WHAT THIS TASK INVOLVES:
In the records below, some lines hold the word "instance". Copy each of those lines.

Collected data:
== Segment start ==

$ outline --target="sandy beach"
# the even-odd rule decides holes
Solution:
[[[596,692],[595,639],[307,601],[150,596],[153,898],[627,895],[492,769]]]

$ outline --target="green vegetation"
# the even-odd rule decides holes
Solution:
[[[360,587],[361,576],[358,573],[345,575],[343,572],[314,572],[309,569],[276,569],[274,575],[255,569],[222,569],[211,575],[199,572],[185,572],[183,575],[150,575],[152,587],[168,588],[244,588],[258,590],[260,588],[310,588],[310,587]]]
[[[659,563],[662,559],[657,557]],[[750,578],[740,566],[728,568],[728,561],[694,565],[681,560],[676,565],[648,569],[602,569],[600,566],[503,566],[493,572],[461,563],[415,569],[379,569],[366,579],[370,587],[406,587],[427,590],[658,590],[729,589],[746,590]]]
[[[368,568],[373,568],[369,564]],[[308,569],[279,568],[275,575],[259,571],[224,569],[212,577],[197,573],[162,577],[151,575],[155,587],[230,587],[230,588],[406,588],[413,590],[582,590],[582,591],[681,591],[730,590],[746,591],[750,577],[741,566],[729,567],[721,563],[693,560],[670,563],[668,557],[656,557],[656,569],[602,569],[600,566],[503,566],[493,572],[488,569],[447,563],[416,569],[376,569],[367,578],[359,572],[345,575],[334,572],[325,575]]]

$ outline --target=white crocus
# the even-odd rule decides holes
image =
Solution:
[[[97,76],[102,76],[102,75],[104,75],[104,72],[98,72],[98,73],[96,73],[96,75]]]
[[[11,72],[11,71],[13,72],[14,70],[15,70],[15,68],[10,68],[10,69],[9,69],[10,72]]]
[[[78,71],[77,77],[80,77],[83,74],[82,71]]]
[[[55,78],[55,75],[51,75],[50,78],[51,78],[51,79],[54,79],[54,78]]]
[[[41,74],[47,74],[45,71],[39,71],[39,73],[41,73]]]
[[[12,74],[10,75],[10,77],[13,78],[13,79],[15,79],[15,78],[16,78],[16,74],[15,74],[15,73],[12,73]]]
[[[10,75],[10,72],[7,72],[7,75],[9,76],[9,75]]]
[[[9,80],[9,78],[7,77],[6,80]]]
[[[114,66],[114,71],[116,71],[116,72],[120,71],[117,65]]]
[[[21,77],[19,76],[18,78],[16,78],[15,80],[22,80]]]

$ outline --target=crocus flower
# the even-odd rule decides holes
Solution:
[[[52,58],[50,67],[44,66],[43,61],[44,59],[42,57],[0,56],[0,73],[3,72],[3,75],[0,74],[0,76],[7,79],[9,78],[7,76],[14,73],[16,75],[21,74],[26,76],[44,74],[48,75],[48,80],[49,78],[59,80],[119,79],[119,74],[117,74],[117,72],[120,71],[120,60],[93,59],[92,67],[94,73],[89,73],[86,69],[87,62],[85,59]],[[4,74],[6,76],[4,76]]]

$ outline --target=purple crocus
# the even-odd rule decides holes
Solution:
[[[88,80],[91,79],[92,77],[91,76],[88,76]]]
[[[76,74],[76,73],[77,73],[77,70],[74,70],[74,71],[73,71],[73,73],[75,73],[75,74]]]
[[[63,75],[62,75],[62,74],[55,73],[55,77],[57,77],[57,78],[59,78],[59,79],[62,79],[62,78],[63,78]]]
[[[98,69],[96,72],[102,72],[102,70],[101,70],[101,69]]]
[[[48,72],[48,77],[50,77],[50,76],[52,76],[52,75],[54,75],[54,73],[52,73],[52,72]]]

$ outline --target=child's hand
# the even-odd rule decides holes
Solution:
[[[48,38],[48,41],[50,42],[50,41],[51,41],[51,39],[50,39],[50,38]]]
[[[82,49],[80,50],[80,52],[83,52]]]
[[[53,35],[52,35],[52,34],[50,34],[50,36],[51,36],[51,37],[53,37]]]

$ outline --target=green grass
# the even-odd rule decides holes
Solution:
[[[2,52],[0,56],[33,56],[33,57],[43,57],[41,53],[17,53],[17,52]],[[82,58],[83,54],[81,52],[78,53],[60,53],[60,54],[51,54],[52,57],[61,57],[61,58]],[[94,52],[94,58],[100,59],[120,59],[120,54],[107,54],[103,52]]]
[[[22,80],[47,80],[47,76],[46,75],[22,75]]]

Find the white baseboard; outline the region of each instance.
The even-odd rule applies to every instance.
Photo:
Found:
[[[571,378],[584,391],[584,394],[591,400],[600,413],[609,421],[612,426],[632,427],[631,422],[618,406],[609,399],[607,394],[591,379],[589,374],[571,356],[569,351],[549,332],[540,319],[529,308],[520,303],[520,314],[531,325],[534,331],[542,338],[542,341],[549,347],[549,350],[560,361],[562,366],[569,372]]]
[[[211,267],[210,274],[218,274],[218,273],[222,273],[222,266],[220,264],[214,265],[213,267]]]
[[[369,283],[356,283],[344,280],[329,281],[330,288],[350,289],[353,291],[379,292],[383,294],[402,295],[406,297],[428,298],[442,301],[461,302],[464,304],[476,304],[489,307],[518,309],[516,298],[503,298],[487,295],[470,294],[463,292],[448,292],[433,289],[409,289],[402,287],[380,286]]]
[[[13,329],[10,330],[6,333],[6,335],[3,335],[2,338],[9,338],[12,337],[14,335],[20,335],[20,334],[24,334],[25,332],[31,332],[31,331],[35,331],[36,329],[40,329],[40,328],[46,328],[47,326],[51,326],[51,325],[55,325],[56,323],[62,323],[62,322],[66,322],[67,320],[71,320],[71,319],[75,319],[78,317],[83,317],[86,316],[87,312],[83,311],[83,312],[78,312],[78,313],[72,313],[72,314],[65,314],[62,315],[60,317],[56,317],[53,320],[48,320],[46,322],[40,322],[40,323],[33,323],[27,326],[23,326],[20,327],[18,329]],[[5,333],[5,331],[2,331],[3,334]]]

== Segment end ==

SOLUTION TO THIS EXERCISE:
Find the white baseboard; outline the region of each instance.
The even-odd rule applies to every instance.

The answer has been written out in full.